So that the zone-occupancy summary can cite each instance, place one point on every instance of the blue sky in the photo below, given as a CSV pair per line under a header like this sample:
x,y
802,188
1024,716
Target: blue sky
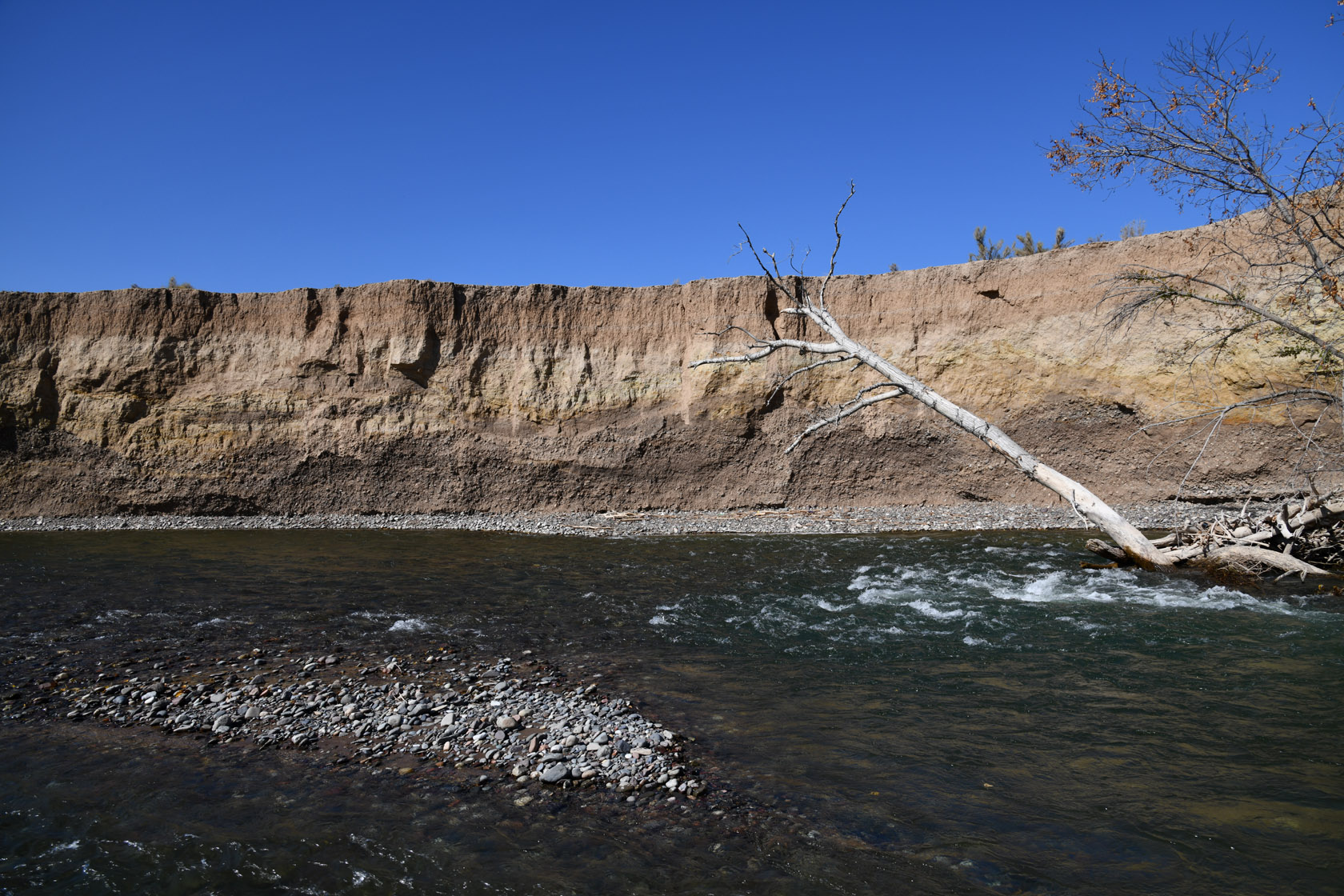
x,y
270,146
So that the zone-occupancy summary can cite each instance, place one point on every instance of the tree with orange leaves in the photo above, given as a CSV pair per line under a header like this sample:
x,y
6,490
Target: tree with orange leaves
x,y
1269,266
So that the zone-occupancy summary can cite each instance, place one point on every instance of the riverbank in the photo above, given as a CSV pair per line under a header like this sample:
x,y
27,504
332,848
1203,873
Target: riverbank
x,y
952,518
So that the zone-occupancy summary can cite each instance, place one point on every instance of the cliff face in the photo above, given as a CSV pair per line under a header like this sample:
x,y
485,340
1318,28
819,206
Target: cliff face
x,y
421,397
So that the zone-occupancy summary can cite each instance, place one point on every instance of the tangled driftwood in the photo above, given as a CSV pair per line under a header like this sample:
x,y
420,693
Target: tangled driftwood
x,y
1294,539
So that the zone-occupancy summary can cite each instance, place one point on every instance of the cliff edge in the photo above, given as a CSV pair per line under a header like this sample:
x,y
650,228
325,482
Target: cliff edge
x,y
426,397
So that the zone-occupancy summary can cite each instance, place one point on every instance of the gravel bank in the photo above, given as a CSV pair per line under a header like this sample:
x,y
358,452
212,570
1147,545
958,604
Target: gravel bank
x,y
522,722
956,518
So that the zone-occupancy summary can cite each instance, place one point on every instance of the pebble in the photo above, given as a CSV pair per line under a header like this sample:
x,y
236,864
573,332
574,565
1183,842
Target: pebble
x,y
574,737
970,516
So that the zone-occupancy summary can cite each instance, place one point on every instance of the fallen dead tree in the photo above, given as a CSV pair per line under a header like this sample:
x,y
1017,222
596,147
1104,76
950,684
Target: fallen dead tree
x,y
1298,539
1130,546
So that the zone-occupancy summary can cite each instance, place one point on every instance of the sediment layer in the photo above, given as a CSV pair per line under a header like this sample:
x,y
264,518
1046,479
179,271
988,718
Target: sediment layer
x,y
415,397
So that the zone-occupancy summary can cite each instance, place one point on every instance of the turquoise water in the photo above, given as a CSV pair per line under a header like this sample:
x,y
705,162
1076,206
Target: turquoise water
x,y
932,714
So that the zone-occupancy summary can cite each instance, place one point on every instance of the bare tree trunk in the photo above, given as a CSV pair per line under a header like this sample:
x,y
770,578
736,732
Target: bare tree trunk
x,y
1096,510
897,383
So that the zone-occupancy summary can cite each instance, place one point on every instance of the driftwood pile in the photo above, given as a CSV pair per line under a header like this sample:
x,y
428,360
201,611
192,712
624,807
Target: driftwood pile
x,y
1298,539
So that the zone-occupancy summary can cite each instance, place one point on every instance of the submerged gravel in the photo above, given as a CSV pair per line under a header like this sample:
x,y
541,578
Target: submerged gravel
x,y
954,518
522,723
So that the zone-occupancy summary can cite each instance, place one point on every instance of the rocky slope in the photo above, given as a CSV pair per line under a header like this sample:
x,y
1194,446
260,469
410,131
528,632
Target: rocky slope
x,y
420,397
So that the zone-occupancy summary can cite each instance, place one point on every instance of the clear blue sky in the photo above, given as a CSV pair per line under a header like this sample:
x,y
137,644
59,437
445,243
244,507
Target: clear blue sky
x,y
269,146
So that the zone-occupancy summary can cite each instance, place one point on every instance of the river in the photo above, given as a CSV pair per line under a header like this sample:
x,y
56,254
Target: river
x,y
966,712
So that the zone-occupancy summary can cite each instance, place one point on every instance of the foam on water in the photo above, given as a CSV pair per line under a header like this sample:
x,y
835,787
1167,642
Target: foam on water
x,y
968,594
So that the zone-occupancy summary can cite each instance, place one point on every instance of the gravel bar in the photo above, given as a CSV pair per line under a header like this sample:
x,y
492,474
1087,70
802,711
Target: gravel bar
x,y
954,518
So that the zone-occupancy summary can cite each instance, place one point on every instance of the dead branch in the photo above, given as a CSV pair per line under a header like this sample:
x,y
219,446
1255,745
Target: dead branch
x,y
1096,510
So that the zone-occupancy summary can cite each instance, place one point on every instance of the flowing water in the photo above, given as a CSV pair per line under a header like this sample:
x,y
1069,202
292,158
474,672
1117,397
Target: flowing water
x,y
937,714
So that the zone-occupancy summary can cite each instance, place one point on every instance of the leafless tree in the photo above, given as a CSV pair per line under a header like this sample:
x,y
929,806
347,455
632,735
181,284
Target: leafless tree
x,y
891,383
1270,266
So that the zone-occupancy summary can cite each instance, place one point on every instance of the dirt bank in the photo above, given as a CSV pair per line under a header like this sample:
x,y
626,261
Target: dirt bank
x,y
418,397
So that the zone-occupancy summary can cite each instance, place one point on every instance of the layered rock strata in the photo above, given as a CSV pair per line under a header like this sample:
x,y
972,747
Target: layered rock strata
x,y
415,397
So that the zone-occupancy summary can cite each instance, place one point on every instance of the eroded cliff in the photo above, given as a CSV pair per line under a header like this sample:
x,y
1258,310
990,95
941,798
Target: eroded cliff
x,y
422,397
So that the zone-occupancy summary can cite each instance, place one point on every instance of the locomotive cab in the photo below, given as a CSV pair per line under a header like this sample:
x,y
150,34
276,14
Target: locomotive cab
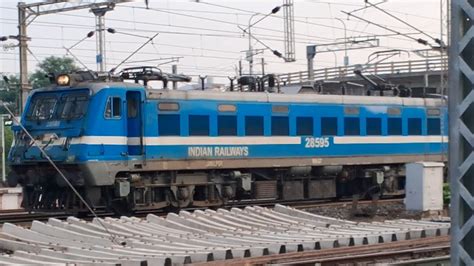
x,y
79,126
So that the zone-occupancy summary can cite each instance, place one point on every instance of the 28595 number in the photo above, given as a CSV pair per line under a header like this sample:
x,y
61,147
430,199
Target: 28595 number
x,y
316,142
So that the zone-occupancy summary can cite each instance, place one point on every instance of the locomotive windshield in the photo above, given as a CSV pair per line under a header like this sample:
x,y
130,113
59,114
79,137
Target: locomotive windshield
x,y
52,106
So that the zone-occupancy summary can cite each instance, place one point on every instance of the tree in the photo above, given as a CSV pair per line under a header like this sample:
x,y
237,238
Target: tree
x,y
51,65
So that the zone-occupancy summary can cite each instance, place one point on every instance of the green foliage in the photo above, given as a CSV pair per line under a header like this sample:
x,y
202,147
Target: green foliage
x,y
52,64
446,193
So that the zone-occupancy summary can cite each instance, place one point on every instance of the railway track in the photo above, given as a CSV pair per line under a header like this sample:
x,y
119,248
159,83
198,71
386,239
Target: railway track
x,y
23,217
358,255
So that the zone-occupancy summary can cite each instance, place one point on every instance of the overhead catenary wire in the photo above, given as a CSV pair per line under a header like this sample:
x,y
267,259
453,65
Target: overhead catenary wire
x,y
418,40
296,20
404,22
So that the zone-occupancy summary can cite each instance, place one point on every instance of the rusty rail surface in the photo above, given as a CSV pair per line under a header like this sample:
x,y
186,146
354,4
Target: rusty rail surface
x,y
378,253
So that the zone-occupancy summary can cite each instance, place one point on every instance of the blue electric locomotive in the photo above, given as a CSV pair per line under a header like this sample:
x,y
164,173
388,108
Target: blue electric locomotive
x,y
124,145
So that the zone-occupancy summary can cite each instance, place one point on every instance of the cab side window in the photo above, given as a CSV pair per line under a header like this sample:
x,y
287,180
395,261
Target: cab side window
x,y
113,108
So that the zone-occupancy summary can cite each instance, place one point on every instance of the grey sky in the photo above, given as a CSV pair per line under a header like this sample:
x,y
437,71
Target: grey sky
x,y
207,36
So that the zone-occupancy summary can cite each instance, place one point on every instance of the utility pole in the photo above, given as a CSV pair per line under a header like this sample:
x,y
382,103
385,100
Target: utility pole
x,y
289,31
310,54
100,40
174,70
251,52
25,86
461,138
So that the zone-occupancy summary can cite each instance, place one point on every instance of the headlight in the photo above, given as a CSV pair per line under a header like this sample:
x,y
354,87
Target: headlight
x,y
63,80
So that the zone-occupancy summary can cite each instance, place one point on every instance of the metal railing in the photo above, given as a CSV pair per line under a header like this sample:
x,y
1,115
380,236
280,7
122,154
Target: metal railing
x,y
385,68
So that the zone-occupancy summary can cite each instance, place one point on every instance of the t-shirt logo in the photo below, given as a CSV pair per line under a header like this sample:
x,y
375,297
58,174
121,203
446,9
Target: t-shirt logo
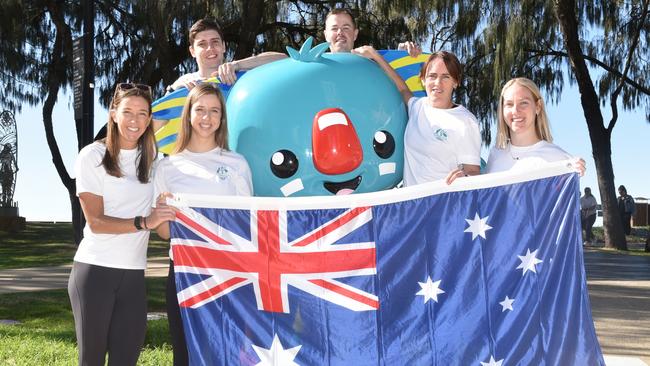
x,y
440,134
223,173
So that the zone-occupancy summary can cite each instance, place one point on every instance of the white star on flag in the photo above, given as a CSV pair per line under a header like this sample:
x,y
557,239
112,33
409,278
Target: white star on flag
x,y
492,362
276,355
477,226
528,261
430,290
506,304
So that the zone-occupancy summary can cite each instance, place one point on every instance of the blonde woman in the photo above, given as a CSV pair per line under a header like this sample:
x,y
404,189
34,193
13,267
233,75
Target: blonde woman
x,y
201,164
524,138
106,286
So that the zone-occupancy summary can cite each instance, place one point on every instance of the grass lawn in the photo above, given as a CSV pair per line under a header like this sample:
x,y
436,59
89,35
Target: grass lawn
x,y
45,335
49,244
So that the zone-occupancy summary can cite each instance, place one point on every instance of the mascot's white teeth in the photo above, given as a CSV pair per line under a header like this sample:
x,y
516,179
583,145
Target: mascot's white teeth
x,y
341,188
387,168
292,187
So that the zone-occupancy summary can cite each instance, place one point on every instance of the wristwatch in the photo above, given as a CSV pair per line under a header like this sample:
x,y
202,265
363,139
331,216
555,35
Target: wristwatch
x,y
137,222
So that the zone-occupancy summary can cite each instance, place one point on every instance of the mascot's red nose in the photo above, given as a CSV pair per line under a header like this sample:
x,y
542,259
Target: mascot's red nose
x,y
335,144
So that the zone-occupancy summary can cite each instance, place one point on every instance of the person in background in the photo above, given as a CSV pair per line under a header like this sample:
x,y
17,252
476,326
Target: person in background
x,y
341,32
106,286
442,138
626,208
200,164
524,138
588,207
207,47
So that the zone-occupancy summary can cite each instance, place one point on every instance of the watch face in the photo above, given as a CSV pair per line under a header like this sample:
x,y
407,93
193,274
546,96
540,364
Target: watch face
x,y
138,222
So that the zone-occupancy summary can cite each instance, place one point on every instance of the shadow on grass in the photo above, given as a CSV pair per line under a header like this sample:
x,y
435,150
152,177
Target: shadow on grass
x,y
47,314
51,244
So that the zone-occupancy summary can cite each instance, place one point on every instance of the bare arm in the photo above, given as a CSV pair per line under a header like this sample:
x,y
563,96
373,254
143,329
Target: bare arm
x,y
93,208
463,170
226,71
163,229
370,53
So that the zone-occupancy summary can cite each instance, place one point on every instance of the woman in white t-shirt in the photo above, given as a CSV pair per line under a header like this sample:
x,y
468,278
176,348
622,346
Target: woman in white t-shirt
x,y
442,139
523,135
106,286
200,164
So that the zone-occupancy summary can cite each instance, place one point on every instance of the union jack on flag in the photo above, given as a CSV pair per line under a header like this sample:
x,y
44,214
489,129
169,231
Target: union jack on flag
x,y
487,271
271,262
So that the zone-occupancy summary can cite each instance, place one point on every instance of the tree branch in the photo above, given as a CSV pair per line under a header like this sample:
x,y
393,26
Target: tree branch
x,y
596,61
628,62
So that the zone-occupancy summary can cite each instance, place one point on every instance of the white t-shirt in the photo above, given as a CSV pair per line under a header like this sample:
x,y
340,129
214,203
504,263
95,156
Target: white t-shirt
x,y
437,140
215,172
123,197
524,157
193,76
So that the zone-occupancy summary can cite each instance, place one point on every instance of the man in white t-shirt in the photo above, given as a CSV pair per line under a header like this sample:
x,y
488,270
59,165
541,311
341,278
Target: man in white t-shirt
x,y
207,47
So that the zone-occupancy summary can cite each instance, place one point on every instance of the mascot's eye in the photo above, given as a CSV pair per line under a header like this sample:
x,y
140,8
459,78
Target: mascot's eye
x,y
284,163
384,144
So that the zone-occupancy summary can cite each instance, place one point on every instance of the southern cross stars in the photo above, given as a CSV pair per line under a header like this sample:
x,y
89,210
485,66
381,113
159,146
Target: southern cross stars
x,y
492,362
477,226
528,262
506,304
430,290
276,355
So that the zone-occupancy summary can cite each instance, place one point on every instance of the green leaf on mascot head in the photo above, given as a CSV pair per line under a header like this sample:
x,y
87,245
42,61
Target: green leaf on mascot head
x,y
307,53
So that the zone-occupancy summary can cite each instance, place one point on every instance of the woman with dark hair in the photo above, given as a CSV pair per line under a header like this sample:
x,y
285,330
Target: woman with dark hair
x,y
106,286
200,164
442,138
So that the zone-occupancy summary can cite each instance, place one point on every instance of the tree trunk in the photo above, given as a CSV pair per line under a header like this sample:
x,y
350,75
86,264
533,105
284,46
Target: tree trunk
x,y
251,21
61,52
600,137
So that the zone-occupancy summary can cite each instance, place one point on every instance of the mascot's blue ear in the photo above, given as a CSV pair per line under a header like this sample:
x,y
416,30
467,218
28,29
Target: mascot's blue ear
x,y
307,53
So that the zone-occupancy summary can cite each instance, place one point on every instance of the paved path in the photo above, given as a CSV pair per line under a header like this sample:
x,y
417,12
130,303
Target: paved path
x,y
619,288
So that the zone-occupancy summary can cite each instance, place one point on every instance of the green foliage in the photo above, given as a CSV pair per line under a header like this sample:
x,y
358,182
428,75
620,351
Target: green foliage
x,y
46,333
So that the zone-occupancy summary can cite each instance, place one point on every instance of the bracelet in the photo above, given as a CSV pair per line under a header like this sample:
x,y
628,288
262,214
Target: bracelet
x,y
136,222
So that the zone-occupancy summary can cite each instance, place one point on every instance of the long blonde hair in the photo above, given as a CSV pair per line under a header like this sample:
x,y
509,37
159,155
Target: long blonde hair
x,y
185,131
542,129
147,149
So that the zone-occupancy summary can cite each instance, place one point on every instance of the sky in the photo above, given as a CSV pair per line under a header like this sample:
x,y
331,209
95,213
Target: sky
x,y
42,197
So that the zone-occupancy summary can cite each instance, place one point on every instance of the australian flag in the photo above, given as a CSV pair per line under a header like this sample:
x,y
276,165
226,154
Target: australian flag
x,y
487,271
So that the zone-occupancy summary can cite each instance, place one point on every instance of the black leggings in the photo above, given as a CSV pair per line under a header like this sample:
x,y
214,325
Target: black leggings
x,y
110,313
175,322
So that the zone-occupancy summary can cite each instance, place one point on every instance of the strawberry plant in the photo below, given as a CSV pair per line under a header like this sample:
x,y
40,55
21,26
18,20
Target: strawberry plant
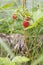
x,y
18,19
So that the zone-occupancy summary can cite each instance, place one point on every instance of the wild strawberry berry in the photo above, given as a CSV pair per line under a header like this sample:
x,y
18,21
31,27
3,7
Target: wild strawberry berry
x,y
25,23
27,18
14,16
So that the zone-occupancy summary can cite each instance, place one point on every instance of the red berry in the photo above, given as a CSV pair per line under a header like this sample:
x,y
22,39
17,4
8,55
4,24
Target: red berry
x,y
14,16
27,18
25,23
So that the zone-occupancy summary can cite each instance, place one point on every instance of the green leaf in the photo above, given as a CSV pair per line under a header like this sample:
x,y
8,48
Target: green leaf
x,y
6,61
20,59
37,17
7,5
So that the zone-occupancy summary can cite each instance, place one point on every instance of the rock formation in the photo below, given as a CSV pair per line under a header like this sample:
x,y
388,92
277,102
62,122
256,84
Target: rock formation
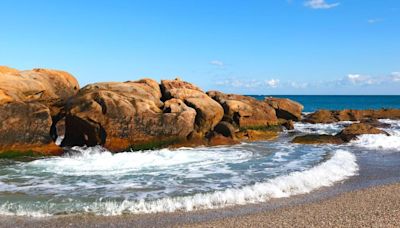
x,y
31,102
126,115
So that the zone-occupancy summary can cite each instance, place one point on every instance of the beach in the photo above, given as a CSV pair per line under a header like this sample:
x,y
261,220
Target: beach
x,y
370,198
371,207
377,206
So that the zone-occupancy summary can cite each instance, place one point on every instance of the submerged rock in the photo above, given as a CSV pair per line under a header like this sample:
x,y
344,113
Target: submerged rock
x,y
286,108
317,139
244,111
246,118
31,102
351,132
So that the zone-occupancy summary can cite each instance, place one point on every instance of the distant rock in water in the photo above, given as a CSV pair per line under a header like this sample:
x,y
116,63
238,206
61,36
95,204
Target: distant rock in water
x,y
31,102
346,135
329,116
286,108
37,106
351,132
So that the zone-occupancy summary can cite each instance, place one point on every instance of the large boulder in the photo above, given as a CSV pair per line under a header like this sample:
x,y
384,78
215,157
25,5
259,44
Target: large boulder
x,y
285,108
330,116
245,111
126,115
31,102
351,132
209,112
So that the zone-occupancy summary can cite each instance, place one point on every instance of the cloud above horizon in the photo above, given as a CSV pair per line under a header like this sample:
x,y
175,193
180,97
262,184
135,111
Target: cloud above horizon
x,y
218,63
349,81
249,84
320,4
374,20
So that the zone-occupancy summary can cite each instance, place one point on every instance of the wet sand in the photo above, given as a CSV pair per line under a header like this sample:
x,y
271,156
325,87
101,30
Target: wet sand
x,y
370,199
372,207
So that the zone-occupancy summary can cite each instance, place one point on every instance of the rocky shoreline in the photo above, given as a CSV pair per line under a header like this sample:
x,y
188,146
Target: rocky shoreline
x,y
38,106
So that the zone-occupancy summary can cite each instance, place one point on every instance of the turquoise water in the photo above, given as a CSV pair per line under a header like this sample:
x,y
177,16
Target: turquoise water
x,y
314,102
95,181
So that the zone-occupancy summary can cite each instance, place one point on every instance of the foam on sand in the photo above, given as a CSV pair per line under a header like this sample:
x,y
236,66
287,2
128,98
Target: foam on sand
x,y
340,166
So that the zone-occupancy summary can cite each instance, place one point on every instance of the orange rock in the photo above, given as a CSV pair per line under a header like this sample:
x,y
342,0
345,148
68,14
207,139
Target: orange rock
x,y
245,111
31,102
209,112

### Exercise objective
Would you please return every line in the listing where "below" shows up?

### Solution to the problem
So that the zone-occupancy summary can cite each instance, place one point on every instance of the blue sky in the photo below, given as a CSV pair per line under a header like this sample:
So that the zone-occupancy summary can cite each instance, place one point on every instance of the locomotive cab in the photo below, given as a CSV pair per line under a header like this sample:
So that the zone-occupancy summary can cite each instance, place one point on every instance of the t-shirt logo in the photo below, given as a CSV pair per line under a header like this sample:
So that the zone-occupancy summary can cite each instance, place one point on every instance of the strawberry plant in the photo below, given as a CSV pair per line under a header like this sample:
So that the zone-occupancy summary can cite each instance, place one point on every instance of the rock formation in the photo below, given as a CSV pair per line under a header like this sample:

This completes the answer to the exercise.